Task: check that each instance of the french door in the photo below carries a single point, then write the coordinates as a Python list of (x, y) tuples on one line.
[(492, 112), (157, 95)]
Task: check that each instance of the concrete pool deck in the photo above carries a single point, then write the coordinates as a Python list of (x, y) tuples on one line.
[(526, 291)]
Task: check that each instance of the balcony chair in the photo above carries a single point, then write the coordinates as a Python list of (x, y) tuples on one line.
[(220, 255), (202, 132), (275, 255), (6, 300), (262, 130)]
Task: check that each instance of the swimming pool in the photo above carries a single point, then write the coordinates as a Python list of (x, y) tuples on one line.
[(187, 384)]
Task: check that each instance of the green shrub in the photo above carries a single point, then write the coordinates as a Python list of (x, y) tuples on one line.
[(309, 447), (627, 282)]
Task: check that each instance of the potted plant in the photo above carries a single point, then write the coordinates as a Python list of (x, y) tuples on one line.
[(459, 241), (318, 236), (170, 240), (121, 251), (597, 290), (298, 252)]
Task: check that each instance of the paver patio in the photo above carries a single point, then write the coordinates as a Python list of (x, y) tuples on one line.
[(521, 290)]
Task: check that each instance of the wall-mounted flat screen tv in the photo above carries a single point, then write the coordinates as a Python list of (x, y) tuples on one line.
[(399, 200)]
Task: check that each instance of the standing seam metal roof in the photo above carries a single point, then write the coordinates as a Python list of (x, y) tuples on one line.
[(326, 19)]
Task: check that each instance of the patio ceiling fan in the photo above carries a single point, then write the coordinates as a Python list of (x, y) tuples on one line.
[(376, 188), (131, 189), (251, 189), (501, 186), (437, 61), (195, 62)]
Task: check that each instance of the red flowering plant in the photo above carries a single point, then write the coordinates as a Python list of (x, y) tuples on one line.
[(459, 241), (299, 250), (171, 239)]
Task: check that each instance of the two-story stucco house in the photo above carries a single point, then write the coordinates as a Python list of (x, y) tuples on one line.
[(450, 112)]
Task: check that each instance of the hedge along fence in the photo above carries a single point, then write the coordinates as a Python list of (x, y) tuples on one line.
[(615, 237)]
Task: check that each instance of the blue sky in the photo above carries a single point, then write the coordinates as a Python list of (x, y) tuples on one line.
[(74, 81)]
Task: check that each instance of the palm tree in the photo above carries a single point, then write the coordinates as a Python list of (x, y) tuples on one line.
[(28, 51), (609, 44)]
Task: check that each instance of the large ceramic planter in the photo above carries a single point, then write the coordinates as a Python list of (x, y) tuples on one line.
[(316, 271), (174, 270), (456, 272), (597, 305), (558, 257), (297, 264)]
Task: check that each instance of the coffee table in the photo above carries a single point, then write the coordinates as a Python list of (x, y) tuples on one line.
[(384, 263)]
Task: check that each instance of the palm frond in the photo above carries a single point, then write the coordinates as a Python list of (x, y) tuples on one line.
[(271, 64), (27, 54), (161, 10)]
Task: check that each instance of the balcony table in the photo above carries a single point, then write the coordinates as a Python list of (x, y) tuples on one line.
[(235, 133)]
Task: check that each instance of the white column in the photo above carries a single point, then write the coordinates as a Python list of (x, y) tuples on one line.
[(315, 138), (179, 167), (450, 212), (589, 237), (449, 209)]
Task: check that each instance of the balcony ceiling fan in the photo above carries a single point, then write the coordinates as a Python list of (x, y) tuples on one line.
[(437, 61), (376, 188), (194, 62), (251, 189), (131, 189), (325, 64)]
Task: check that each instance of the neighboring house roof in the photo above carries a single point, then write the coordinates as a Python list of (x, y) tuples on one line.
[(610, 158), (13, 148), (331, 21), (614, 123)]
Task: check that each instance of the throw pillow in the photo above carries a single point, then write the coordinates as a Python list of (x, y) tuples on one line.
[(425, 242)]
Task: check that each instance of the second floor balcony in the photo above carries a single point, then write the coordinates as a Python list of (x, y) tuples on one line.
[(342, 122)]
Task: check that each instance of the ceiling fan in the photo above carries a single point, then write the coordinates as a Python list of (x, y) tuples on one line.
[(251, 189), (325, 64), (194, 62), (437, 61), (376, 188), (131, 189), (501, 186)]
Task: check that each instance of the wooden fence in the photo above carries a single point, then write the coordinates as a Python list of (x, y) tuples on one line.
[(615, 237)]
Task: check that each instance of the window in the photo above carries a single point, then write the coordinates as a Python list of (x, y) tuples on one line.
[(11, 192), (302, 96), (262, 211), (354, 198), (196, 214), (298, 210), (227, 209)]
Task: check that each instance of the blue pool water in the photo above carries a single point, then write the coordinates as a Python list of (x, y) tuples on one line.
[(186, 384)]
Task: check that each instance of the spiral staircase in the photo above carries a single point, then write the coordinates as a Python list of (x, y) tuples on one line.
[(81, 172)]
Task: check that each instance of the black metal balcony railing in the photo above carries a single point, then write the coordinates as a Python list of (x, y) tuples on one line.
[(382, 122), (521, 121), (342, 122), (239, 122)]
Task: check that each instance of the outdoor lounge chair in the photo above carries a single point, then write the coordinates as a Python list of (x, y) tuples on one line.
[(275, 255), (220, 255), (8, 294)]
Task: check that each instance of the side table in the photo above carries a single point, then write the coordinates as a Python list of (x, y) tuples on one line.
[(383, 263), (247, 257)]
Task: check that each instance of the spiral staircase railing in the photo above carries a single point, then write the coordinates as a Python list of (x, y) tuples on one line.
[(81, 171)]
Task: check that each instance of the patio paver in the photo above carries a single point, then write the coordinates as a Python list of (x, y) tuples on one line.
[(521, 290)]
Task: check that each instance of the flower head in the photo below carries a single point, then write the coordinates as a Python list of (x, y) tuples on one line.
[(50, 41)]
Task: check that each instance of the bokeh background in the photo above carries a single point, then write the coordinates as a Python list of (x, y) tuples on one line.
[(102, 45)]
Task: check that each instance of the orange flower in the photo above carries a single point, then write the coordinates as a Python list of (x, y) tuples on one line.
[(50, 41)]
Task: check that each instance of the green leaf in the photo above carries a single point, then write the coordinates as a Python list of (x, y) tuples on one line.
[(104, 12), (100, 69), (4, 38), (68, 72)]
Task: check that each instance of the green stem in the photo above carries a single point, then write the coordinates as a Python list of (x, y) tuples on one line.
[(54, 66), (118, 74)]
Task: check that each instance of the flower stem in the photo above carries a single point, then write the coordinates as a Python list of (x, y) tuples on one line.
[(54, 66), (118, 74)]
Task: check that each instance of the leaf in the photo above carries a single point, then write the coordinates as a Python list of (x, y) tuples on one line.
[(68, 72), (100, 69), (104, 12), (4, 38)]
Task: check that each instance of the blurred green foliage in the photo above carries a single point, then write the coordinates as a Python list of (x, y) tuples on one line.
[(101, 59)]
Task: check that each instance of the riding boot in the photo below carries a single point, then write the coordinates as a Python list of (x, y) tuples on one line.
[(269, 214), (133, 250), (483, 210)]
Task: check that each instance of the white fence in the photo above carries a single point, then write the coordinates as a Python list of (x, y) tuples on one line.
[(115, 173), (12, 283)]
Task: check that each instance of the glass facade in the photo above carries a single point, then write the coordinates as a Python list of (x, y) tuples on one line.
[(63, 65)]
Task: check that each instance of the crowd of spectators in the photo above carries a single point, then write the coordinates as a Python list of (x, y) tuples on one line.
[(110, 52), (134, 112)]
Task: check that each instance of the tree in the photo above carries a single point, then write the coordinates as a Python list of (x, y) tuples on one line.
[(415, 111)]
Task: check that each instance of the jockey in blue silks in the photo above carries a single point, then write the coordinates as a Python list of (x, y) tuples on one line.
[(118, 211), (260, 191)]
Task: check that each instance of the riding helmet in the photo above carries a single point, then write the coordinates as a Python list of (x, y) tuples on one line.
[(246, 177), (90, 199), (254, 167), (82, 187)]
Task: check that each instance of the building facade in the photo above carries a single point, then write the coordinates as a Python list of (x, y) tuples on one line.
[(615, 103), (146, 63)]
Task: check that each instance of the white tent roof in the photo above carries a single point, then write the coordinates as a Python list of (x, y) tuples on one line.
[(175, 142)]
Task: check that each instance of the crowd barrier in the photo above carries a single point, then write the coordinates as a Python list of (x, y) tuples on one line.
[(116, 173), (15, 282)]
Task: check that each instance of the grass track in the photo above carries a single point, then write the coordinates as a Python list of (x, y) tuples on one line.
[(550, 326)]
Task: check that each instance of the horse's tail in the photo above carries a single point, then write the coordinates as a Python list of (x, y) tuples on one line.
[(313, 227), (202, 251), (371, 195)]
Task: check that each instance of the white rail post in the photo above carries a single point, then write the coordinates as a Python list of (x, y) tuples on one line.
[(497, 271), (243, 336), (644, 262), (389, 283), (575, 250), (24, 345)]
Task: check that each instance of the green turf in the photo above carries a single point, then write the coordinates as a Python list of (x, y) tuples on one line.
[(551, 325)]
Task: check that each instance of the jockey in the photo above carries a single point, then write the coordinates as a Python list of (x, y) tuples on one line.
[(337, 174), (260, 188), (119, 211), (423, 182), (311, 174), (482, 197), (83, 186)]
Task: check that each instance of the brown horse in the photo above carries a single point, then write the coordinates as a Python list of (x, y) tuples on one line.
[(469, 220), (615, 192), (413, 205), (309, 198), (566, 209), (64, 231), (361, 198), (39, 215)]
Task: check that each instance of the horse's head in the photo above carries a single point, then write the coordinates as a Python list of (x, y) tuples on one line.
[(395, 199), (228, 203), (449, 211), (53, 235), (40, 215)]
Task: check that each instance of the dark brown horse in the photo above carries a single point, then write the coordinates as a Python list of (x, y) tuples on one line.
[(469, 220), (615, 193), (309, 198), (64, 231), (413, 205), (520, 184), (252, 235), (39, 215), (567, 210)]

--

**Directions for this task:**
Exactly the lines from the one with "Task: check that each instance of the dark" through the last line of the listing above must make up your answer.

**Solution to the exercise:**
Task: check that each instance of the dark brown horse in the photo above carries a single point, then write the coordinates as a Python list of (x, y) tuples on one line.
[(469, 220), (615, 193), (309, 198), (64, 231), (413, 205), (520, 184), (252, 235), (39, 215), (567, 210)]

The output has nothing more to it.